### REQUIRED WORK
Copy word for word the part of the bearing fault diagnosis text between "Rolling element bearings" and "the industrial process.", inclusive.

### SOURCE TEXT

Rolling element bearings are of great importance for mechanical equipment. They usually need to run for a long time under harsh conditions, which will inevitably cause faults. The failure of the bearings will cause a lot of economic loss and even safety problems [1]. Therefore, the study of reliable and accurate bearing fault diagnosis methods is of great importance, which can monitor and diagnose the health conditions of the bearings, so as to guarantee the normal working condition of the mechanical equipment and reduce the risk of failure. With the development of intelligent manufacturing, higher requirements have been put forward for fault diagnosis in the industrial process.

Vibration signals are high-precision indicators that can provide information for detecting the status of mechanical equipment [2]. Most traditional fault diagnosis methods based on signal processing are used to extract fault information from raw vibration signals, such as empirical mode decomposition (EMD) [3], wavelet packet transform (WPT) [4], and other time-frequency domain signal processing methods [5]. Yu et al. [6] adopted the EMD method to calculate the original statistical characteristics of the vibration signals through the intrinsic mode functions and combined with a modified method which can reduce the feature dimension to comply bearing fault diagnosis. Liu [7] decomposed a vibration signal into sub-band signals via one-level stationary wavelet packet transform (one-level SWPT), which improved the ability to extract fault features. Signal processing methods require analysts to have certain expert knowledge to extract fault features accurately. However, the equipment status can be very complicated in the actual operation process; such methods cannot achieve sufficient accuracy. Therefore, the researchers introduced machine learning (ML) methods to make up for this deficiency. Chen et al. [8] combined rough set theory (RS) with the support vector machine (SVM) to propose a multisensor data fusion fault diagnosis method, which reduced the computing cost of the SVM but improved the effectiveness and accuracy. Yu et al. [9] applied WPT to extract fault features of the planetary gearbox; the features are discretized and regarded as the input of the flexible naive Bayesian classifier (FNBC). Fenineche et al. [10] studied the influence of the parameter selection in the artificial neural network (ANN) to obtain the best performance of fault diagnosis. However, the performance of ML models is often limited by manual feature extraction. When the fault signals are complex, it is difficult to achieve the expected diagnostic accuracy.

### RAW DATA
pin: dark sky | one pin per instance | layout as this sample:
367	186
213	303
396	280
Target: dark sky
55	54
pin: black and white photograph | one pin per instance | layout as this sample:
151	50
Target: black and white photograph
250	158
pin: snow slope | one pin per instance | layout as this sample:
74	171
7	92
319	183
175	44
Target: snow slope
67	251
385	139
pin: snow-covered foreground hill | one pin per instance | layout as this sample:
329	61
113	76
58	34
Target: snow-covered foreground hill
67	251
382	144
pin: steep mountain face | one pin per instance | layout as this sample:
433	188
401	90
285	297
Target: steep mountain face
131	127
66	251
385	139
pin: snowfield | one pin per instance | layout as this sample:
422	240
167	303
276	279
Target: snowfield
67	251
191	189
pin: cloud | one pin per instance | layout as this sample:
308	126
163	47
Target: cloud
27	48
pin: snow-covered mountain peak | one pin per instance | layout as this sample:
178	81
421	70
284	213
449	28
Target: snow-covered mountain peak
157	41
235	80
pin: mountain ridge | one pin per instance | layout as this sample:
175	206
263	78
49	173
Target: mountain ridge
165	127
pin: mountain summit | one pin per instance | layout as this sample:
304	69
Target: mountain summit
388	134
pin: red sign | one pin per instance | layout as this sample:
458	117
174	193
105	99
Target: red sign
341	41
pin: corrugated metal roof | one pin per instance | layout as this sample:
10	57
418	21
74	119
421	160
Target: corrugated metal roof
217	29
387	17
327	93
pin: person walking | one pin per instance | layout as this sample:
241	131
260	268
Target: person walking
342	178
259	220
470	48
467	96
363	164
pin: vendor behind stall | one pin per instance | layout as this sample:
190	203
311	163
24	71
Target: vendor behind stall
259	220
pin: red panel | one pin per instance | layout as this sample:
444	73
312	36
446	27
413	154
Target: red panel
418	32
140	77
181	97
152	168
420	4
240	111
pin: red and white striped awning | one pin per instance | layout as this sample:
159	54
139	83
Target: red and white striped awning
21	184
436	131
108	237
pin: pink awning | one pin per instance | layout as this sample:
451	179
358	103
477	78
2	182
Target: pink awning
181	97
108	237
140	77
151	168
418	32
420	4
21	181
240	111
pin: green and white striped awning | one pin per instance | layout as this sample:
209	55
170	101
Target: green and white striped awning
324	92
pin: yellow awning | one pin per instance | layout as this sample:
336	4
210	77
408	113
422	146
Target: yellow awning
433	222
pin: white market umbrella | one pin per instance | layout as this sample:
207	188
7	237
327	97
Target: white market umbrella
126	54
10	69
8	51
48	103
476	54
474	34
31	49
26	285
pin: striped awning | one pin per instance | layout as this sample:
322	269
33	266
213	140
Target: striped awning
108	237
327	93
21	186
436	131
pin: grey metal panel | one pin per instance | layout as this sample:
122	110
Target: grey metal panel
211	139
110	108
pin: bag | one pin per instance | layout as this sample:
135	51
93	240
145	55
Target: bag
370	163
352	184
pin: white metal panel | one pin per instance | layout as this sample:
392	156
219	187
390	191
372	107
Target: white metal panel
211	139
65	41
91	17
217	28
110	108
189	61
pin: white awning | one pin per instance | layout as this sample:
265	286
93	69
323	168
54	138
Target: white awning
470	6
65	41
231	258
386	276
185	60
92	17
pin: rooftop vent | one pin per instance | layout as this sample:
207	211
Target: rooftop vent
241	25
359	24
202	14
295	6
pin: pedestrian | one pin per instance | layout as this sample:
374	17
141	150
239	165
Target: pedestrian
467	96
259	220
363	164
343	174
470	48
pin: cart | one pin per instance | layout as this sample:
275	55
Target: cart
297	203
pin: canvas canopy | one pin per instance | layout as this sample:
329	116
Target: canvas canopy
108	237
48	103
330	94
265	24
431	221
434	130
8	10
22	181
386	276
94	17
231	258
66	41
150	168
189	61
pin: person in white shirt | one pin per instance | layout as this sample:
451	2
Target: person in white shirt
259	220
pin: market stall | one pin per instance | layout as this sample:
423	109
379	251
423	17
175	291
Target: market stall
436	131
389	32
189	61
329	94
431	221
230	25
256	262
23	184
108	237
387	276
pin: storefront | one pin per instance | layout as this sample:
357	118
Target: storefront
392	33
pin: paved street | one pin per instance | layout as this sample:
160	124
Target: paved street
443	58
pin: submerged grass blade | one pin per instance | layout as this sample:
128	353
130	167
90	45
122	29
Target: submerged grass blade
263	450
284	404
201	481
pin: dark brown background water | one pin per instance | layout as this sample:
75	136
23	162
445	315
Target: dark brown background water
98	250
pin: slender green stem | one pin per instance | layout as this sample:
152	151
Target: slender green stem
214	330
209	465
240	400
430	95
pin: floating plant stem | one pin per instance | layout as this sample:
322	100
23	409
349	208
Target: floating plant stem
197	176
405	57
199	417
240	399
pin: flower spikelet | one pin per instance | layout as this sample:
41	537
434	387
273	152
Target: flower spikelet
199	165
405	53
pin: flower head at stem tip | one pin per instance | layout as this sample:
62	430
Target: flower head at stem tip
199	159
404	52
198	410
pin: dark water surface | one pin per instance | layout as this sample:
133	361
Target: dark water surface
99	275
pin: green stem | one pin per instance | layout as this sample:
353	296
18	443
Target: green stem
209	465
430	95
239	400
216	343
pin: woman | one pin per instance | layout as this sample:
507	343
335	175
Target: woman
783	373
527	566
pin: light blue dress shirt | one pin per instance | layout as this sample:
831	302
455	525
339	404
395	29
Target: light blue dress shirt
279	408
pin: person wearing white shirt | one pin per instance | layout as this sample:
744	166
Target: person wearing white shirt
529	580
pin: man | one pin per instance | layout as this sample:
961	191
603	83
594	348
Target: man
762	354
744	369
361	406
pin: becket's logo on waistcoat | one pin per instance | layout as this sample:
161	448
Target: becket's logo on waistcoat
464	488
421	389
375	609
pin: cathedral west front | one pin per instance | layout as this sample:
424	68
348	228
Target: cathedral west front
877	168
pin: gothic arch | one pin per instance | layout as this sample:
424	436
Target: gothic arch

### SOLVED EXERCISE
Rolling element bearings are of great importance for mechanical equipment. They usually need to run for a long time under harsh conditions, which will inevitably cause faults. The failure of the bearings will cause a lot of economic loss and even safety problems [1]. Therefore, the study of reliable and accurate bearing fault diagnosis methods is of great importance, which can monitor and diagnose the health conditions of the bearings, so as to guarantee the normal working condition of the mechanical equipment and reduce the risk of failure. With the development of intelligent manufacturing, higher requirements have been put forward for fault diagnosis in the industrial process.